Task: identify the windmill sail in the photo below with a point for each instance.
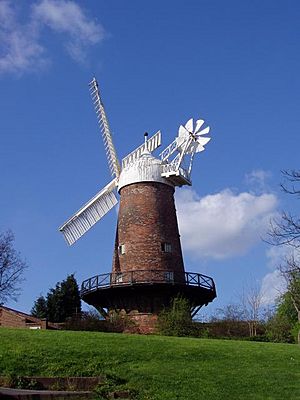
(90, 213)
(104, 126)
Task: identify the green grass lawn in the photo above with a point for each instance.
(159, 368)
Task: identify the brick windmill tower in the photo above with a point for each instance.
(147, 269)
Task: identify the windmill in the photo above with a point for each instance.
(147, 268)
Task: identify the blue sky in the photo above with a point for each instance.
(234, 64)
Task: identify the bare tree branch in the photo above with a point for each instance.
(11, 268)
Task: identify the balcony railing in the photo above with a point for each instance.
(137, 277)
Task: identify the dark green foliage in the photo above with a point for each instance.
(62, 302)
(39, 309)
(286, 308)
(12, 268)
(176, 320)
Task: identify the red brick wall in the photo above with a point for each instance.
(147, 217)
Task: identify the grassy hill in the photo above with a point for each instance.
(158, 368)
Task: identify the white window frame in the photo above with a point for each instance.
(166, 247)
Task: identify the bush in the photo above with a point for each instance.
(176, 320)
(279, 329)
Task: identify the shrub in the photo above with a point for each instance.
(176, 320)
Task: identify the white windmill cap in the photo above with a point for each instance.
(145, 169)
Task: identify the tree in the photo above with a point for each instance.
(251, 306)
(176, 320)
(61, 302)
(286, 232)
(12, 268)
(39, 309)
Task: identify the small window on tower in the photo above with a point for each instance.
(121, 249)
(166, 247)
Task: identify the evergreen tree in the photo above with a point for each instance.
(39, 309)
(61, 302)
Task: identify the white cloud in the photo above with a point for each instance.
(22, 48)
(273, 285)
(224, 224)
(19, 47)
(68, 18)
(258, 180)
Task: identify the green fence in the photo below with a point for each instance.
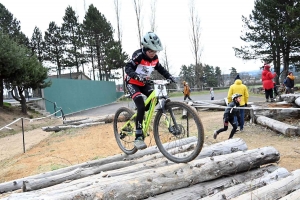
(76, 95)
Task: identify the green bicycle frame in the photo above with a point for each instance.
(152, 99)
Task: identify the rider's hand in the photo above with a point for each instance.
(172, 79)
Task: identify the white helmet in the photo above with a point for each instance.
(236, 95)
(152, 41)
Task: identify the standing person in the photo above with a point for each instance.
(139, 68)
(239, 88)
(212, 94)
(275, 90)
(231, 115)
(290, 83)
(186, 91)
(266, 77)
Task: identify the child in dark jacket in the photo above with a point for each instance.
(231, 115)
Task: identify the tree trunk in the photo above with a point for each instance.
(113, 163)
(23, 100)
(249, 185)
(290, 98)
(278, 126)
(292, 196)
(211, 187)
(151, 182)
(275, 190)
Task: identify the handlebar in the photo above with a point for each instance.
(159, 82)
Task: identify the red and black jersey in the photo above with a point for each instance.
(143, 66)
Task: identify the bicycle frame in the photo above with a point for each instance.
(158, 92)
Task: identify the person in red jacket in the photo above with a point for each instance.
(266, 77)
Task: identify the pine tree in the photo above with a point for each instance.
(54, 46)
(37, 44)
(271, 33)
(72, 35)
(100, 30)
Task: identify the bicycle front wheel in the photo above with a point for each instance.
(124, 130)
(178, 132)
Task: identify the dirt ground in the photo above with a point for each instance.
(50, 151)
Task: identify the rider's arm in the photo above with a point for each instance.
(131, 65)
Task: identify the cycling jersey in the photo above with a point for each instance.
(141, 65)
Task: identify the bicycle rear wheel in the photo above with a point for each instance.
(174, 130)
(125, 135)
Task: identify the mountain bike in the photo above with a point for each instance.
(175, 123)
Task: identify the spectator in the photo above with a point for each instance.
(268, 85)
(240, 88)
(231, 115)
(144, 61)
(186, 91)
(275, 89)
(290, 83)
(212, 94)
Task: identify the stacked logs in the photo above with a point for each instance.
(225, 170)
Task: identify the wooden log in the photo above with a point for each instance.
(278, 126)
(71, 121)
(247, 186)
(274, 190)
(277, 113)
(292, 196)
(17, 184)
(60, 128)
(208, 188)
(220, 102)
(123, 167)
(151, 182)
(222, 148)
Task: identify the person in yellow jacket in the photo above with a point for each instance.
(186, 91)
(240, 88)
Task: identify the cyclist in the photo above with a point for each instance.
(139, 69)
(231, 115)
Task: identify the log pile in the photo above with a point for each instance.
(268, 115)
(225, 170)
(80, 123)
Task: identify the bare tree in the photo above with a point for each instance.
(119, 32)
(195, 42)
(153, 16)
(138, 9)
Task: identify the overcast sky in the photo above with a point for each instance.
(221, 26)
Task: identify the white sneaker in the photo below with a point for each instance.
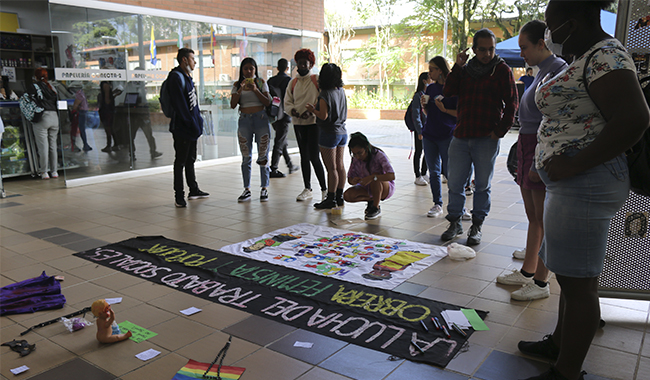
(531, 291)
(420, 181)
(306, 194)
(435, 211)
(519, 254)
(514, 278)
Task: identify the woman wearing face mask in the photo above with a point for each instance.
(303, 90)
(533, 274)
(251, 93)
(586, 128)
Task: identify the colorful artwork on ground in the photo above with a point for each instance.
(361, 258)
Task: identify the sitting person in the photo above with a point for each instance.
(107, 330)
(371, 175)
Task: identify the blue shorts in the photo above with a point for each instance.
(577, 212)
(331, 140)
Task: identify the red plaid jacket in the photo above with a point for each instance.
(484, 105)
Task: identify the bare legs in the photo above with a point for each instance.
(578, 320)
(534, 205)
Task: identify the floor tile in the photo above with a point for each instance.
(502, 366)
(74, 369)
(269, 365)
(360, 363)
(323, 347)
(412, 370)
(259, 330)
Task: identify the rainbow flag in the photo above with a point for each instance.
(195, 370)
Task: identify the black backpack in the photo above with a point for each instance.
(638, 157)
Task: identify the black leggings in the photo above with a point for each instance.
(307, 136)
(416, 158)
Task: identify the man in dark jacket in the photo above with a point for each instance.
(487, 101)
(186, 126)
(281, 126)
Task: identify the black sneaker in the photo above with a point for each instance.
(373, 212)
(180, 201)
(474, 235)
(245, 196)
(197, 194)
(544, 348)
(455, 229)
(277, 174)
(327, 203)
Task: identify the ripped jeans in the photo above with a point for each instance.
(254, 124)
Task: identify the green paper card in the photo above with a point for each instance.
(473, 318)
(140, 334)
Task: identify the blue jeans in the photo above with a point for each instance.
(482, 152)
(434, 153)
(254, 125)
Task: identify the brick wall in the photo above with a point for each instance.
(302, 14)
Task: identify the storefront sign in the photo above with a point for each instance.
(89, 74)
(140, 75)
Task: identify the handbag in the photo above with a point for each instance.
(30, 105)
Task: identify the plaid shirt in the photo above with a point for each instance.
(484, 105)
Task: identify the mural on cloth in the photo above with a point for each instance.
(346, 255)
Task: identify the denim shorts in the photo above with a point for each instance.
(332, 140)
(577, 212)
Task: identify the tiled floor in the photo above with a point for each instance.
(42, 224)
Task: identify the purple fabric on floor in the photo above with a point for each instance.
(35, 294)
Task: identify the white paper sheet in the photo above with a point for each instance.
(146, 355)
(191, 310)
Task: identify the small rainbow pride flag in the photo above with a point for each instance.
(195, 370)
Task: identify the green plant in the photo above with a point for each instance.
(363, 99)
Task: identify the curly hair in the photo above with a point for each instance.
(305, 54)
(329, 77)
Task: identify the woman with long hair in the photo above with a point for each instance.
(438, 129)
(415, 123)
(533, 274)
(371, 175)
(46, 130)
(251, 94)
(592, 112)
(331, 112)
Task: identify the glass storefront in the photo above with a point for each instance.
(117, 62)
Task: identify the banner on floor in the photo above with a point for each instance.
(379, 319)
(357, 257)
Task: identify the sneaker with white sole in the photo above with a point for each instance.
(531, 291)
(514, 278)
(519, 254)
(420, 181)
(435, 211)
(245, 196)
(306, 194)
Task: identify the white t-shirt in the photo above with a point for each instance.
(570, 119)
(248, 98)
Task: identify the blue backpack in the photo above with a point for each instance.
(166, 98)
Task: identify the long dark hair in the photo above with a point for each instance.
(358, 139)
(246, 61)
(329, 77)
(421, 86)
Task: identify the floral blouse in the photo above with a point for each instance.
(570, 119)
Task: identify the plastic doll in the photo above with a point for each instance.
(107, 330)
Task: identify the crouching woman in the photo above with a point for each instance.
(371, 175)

★ ★ ★ ★ ★

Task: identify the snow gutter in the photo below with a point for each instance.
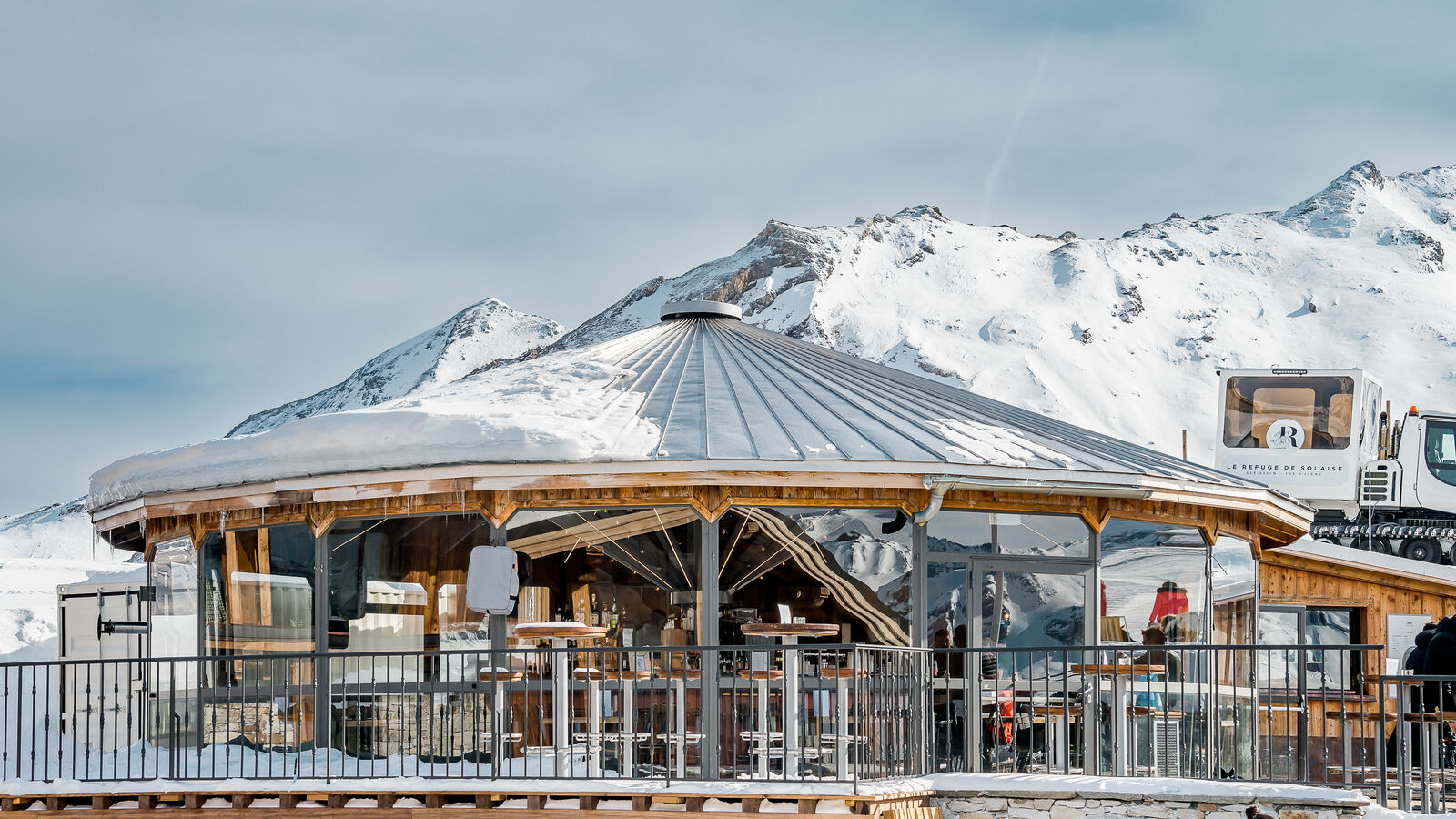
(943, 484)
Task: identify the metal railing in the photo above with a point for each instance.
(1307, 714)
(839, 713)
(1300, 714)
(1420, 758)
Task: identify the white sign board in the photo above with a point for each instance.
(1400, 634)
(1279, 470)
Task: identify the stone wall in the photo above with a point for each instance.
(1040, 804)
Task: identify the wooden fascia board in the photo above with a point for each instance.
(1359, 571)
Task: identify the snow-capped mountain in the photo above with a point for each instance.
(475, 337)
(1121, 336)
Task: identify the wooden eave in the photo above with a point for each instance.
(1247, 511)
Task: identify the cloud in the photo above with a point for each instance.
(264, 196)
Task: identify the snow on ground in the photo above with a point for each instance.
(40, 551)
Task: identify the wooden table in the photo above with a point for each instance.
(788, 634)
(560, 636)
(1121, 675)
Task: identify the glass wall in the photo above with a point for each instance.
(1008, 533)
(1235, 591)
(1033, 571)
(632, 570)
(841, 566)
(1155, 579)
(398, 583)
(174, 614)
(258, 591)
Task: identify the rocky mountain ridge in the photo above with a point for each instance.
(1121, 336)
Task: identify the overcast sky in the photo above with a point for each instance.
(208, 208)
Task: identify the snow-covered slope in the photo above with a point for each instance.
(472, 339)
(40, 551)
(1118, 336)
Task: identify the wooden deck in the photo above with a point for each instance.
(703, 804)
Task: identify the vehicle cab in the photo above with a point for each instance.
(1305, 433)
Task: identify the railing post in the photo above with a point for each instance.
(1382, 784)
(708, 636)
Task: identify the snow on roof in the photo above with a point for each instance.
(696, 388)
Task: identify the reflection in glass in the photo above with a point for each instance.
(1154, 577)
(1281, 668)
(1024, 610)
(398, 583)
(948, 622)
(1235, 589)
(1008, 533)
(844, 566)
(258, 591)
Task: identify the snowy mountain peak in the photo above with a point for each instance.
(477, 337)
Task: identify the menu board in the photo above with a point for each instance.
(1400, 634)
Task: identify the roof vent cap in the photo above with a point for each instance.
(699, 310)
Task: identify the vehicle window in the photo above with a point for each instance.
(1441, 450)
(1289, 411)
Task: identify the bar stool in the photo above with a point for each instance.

★ ★ ★ ★ ★

Exercise task
Report every line in the records above that contains the word "glass", copying each such line in full. Case counts.

Response
Task: identify the glass storefront in the photo above with a point for each instance.
Task: identify the glass wall in the photo above with a point for each instance.
Task: identify the reflection in glass in the photo above with a point for each instance.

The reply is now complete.